#### Lista de tarefas:
a. Transforme em lista o parágrafo do texto sobre o caso Battisti que começa com "A crise diplomática entre Brasil e Itália", mantendo os fatos principais.
b. Estenda o texto sobre o caso Battisti, escrevendo a continuação a partir da última frase apresentada.

#### Texto de origem:
_ _ _ _ _
Para especialistas ouvidos pela Gazeta do Povo, porém, ações como essa não devem ir muito longe. Segundo eles, na relação entre os dois países, os italianos têm mais a perder, sobretudo do ponto de vista econômico.

Condenado

A crise diplomática entre Brasil e Itália foi aberta no último dia de mandato de Lula, 31 de dezembro, quando o ex-presidente decidiu conceder asilo político a Battisti e não extraditá-lo à Itália. Lá, o italiano é considerado um terrorista e foi condenado por quatro assassinatos realizados na década de 70. A decisão do petista não foi bem recebida pelos italianos, principalmente porque o Supremo Tribunal Federal (STF) havia aprovado a extradição de Battisti, mas determinado que a decisão final caberia a Lula.

Em recentes entrevistas a órgãos de imprensa italianos, o ministro das Relações Exteriores da Itália, Franco Frattini, afirmou que Lula encerrou o mandato "da pior maneira" e ameaçou levar a decisão brasileira à Corte Internacional de Haia, órgão das Nações Unidas que julga conflitos entre países e casos de violações de direitos humanos.

Frattini também disse que o governo poderia congelar tratados comerciais e militares entre as duas nações cuja movimentação financeira está estimada em R$ 22,1 bilhões. "Entre os dois países existem interesses profundos, mas neste clima eu não vejo assim fácil a aprovação do tratado. Existem princípios que valem mais que tudo e a luta contra o terrorismo não pode tolerar lacunas, como aquelas provocadas por Lula", disse o ministro da Itália recentemente.
_ _ _ _ _
#### Material fornecido:
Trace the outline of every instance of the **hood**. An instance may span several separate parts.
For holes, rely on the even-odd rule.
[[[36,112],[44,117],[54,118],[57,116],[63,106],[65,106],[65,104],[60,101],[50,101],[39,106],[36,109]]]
_ _ _ _ _
#### Tarefas resolvidas:
a.
- A crise diplomática entre Brasil e Itália começou em 31 de dezembro, último dia do mandato de Lula.
- Nessa data, Lula concedeu asilo político a Battisti e decidiu não extraditá-lo à Itália.
- Na Itália, Battisti é considerado terrorista e foi condenado por quatro assassinatos cometidos na década de 70.
- Os italianos receberam mal a decisão, principalmente porque o STF havia aprovado a extradição, mas deixado a decisão final para Lula.

b.
Ontem, a conferência de líderes partidários da Câmara de Deputados da Itália confirmou a ameaça de Frattini e adiou a votação do acordo de cooperação militar, que foi ratificado por Lula e pelo premiê italiano Silvio Berlusconi, em Washington, no começo de 2010. Pela proposta, os dois países trocariam informações e tecnologias militar, de defesa e aeroespacial.

Os parlamentares italianos também decidiram que votarão na próxima terça-feira uma moção pela extradição de Battisti.

Análise

Questionados sobre o assunto, especialistas consultados pela Gazeta do Povo foram categóricos em afirmar que as retaliações do governo italiano não devem progredir e que dificilmente será concretizada a ameaça de levar o caso à Corte de Haia. "O mundo todo, e especialmente a Itália, está passando por problemas econômicos. Os italianos dependem muito mais do Brasil do que o contrário. A maior fábrica da Fiat, por exemplo, está em Betim (MG)", argumenta Jorge Fontoura, doutor em Direito pela Universidade de Parma e professor do Instituto Rio Branco, que forma os diplomatas brasileiros.

O professor de Direito Inter­­nacional Eugênio Aragão, da Universidade de Brasília (UnB), tem a mesma opinião de Fon­­toura. Para ele, a atuação da diplomacia brasileira no caso foi comprometida pelo ministro do STF Gilmar Mendes. Há dois anos, quando era presidente do Supremo, Mendes se reuniu com o então embaixador da Itália no Brasil, Michele Valensise, e se comprometeu pessoalmente com o caso. "Essa atitude gerou a expectativa do governo italiano de que o STF pudesse mudar alguma coisa. Mas cooperação jurídica é algo que se faz de forma discreta", critica. "A partir daí, o rufar de tambores do governo italiano fez disso uma agenda política."

Os dois especialistas também são unânimes em defender o direito constitucional de o presidente do Brasil atuar na política externa, seja qual for a decisão que venha a tomar. "Essa é a expressão da soberania do Estado. O presidente está no seu pleno direito de fazê-lo conforme prevê a Constituição. O STF exerce a jurisdição de garantia dos direitos do extraditado, mas não faz política externa", defende Aragão.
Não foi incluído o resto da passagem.